TO DO:
(A) Decide whether each statement agrees with the grilly package text, answering yes or no and quoting the deciding words from the text: (i) The shaders folder holds 194 GLSL compute shaders. (ii) In the pure Python path, GPU memory stays mapped across operations instead of being mapped and unmapped each time. (iii) With the C++ backend, the final result is downloaded to numpy in a single step.
(B) Quote the grilly package text word for word, between "Without C++ Backend" and "C++ Backend (grilly_core)", inclusive.

EXERCISE TEXT:

The repo root is the grilly package. pyproject.toml uses tool.setuptools.package-dir to map subpackages:

grilly/
├── backend/              # Vulkan GPU dispatch
│   ├── _bridge.py        # Routes ops through grilly_core C++
│   ├── core.py           # Vulkan instance/device init, buffer alloc
│   ├── compute.py        # VulkanCompute: composes all op modules
│   ├── pipelines.py      # Pipeline/descriptor-set creation + LRU cache
│   ├── autograd_core.py  # GradientTape, ComputationNode, backward ops
│   ├── jit.py            # Trace-based JIT compilation
│   ├── amp.py            # Automatic mixed precision
│   └── shader_registry.py # Architecture-specific shader selection
├── cpp/                  # C++ pybind11 extension
│   ├── src/              # Core: device, buffer_pool, pipeline_cache, autograd
│   │   ├── ops/          # Op implementations: linear, conv, attention, etc.
│   │   └── vulkan/       # Vulkan abstraction layer
│   └── python/           # pybind11 binding files (11 focused files)
├── nn/                   # PyTorch-like nn.Module subclasses
│   ├── module.py         # Base Module (parameters, train/eval, state_dict)
│   ├── linear.py         # Linear
│   ├── conv.py           # Conv1d, Conv2d
│   ├── attention.py      # MultiheadAttention, FlashAttention2, HYLA, SympFormer
│   ├── autograd.py       # Variable, reverse-mode autodiff
│   ├── snn_*.py          # SNN framework (neurons, containers, surrogate grads)
│   └── lora.py           # LoRA fine-tuning
├── functional/           # Stateless F.* API
├── optim/                # Optimizers + LR schedulers
├── utils/                # DataLoader, VulkanTensor, HuggingFaceBridge
├── shaders/              # 194 GLSL compute shaders + SPIR-V in spv/
└── experimental/         # VSA, MoE, temporal reasoning, cognitive

Data Flow

Without C++ Backend (Pure Python)

numpy array --> backend/core.py --> struct.pack --> vkMapMemory
    --> ctypes.memmove --> Vulkan dispatch --> fence wait
    --> vkMapMemory (read back) --> numpy array

Each operation maps/unmaps GPU memory. This CPU-GPU ping-pong is the bottleneck.

With C++ Backend (grilly_core)

numpy array --> _bridge.py --> grilly_core.linear()
    --> VMA persistent mapping (single memcpy, no map/unmap)
    --> BufferPool bucketed allocation (reuse buffers)
    --> Vulkan dispatch --> result stays GPU-resident
    --> next op reads from same GPU buffer
    --> final result: single download to numpy

The bridge uses a try/fallback pattern. If the C++ backend is available, ops go through grilly_core. Otherwise, they fall back to the pure Python Vulkan path:

result = _bridge.linear(x, weight, bias)

[Extracted records]
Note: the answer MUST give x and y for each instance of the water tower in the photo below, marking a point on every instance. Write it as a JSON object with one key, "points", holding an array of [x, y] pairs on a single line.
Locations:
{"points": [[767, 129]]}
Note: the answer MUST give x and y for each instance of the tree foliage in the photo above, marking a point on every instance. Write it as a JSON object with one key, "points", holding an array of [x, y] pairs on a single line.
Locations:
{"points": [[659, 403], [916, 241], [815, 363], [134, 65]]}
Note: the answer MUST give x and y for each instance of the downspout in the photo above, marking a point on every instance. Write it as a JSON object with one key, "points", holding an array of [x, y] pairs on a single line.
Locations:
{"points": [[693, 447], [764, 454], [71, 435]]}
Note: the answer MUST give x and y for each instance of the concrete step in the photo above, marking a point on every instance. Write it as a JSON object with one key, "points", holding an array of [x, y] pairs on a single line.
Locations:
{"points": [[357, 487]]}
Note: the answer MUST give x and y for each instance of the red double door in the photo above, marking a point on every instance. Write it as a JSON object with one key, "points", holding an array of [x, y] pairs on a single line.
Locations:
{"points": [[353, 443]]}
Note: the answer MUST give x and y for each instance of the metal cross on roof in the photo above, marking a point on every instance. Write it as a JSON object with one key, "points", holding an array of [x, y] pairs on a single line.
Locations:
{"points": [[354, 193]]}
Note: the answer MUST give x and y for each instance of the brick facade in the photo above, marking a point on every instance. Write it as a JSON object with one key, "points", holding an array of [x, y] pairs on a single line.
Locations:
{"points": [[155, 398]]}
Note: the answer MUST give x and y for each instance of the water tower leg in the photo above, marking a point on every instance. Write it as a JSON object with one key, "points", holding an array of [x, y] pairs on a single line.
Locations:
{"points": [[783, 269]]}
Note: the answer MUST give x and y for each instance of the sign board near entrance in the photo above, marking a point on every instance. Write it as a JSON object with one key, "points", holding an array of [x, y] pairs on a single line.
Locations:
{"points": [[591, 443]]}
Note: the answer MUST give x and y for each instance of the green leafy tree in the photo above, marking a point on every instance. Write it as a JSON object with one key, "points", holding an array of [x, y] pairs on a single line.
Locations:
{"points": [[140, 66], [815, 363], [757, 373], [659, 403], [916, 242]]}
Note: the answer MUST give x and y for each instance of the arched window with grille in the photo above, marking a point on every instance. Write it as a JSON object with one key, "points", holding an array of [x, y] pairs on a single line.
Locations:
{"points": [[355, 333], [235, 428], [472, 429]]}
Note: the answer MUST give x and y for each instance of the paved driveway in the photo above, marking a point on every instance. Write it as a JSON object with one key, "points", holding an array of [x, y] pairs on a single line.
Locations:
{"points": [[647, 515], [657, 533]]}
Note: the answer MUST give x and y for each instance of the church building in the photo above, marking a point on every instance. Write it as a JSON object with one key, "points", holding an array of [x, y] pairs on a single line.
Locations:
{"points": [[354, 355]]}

COMPLETED EXERCISE:
(A)
(i) Yes: "194 GLSL compute shaders + SPIR-V in spv/"
(ii) No: "Each operation maps/unmaps GPU memory."
(iii) Yes: "final result: single download to numpy"

(B)
Without C++ Backend (Pure Python)

numpy array --> backend/core.py --> struct.pack --> vkMapMemory
    --> ctypes.memmove --> Vulkan dispatch --> fence wait
    --> vkMapMemory (read back) --> numpy array

Each operation maps/unmaps GPU memory. This CPU-GPU ping-pong is the bottleneck.

With C++ Backend (grilly_core)